▸ WHAT THE TASK ASKS
Pull out the rows below, from the line containing "of the windshield" through the end of the rows, and reproduce each line without any change.

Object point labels
::::::::

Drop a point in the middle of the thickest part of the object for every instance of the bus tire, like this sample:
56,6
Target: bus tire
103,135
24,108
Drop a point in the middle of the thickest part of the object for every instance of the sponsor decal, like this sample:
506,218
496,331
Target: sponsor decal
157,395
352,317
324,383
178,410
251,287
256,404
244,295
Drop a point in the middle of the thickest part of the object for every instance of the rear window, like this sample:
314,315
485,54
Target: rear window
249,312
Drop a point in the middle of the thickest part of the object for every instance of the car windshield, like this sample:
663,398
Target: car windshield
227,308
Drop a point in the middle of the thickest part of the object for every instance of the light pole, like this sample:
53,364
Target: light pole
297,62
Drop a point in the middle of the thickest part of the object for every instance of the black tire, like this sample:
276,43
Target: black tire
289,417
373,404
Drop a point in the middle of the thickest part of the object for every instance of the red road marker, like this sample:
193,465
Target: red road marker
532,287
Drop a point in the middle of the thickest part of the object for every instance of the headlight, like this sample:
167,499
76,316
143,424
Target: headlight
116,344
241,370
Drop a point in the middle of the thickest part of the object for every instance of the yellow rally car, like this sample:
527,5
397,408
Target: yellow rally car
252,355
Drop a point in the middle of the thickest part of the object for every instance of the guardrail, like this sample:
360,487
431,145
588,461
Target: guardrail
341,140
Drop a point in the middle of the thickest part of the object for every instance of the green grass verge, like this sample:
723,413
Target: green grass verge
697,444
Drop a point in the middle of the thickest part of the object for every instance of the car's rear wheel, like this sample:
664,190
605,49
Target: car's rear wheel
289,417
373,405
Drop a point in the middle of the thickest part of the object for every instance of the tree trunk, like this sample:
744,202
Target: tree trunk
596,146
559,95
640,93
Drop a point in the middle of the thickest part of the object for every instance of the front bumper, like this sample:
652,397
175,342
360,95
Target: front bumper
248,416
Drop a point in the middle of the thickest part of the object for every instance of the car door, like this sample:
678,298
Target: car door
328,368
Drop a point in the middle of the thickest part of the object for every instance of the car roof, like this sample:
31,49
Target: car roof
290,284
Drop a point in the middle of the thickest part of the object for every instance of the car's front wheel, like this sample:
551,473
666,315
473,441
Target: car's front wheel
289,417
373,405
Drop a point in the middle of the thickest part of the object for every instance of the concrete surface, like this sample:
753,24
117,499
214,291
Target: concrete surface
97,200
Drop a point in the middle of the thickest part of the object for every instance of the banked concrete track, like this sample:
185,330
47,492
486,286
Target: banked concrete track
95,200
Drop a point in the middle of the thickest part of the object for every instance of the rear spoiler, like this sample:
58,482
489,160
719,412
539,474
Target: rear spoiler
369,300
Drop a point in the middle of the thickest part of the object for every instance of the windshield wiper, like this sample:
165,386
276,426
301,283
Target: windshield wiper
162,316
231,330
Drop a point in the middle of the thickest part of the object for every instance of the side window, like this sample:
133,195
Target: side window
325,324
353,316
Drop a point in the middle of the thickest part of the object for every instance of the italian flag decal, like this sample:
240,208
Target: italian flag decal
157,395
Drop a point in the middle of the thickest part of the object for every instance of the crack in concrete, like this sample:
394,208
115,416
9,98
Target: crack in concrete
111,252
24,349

::::::::

▸ CORRECT RESPONSE
Drop a point in the middle of the thickest part of the object for every instance of the windshield wiper, like this sample:
165,386
276,426
301,283
Target: windshield wiper
162,316
231,330
Drop a point in the middle of the thickest part of the object for every instance of the side window, like this sample:
133,195
Target: side window
325,324
353,316
Drop a point in the middle of the thickest part of the object for every instance of the italian flag decal, like this sample:
240,208
Target: italian flag decal
157,395
Drop a point in the middle of the thickest part of the object for every instance of the crack in concrete, like this sample:
394,208
115,416
9,98
Target: crack in concrete
111,252
24,349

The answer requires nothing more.